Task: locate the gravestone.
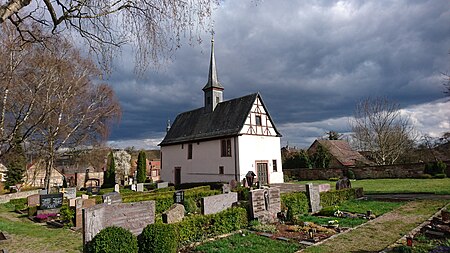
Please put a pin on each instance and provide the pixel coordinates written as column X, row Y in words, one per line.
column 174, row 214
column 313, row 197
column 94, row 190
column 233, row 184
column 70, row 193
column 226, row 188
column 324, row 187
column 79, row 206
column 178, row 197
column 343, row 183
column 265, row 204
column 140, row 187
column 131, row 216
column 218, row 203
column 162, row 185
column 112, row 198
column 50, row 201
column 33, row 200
...
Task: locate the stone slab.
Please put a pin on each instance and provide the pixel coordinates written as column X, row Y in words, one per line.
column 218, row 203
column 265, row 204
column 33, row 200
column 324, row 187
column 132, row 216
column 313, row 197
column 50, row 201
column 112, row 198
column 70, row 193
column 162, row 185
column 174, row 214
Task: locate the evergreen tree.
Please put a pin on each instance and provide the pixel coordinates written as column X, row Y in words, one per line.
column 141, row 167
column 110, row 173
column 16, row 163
* * *
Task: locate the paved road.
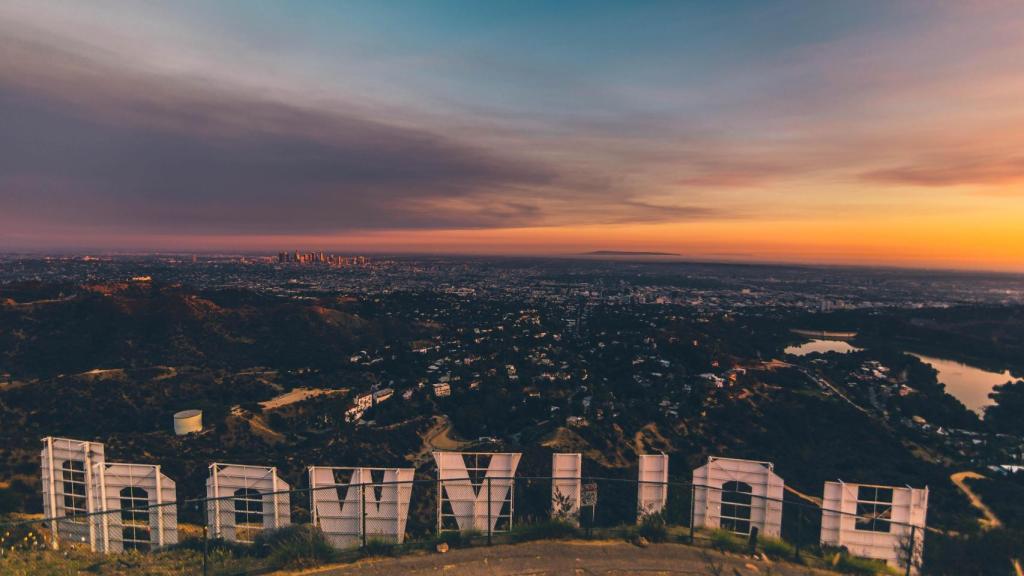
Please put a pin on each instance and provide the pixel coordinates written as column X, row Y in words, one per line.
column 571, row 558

Try it: An exact number is called for here: how many lines across the records contain the word "locate". Nothing else belongs in the answer.

Exercise result: 4